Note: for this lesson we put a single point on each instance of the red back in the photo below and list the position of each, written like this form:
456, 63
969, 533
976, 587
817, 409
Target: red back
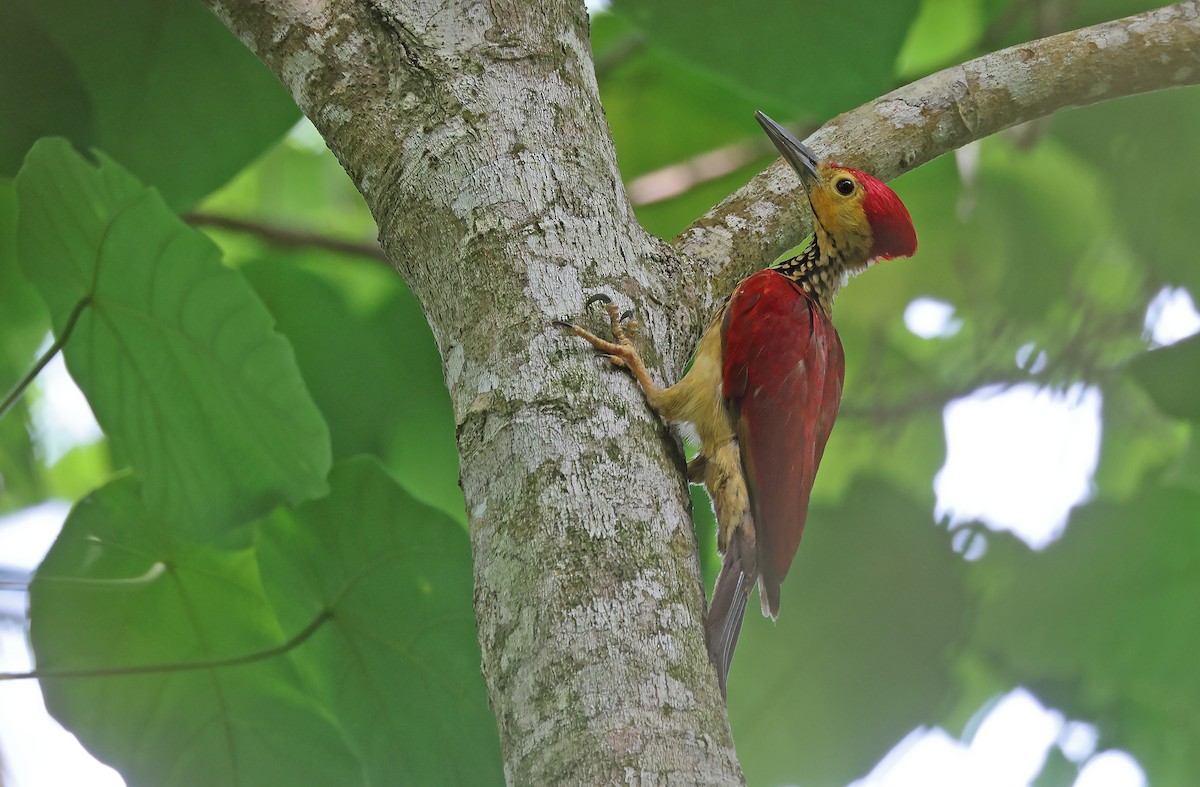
784, 368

*INSTRUCTIONS FOR THE TASK*: Repeat the listing above word for word, but leave out the picture.

*FINISHED EXERCISE*:
Note: for this lesson we put a single point on each instance of the red back in the photo below and list the position of each, written like this form:
456, 63
969, 533
976, 587
817, 409
Target: red back
784, 368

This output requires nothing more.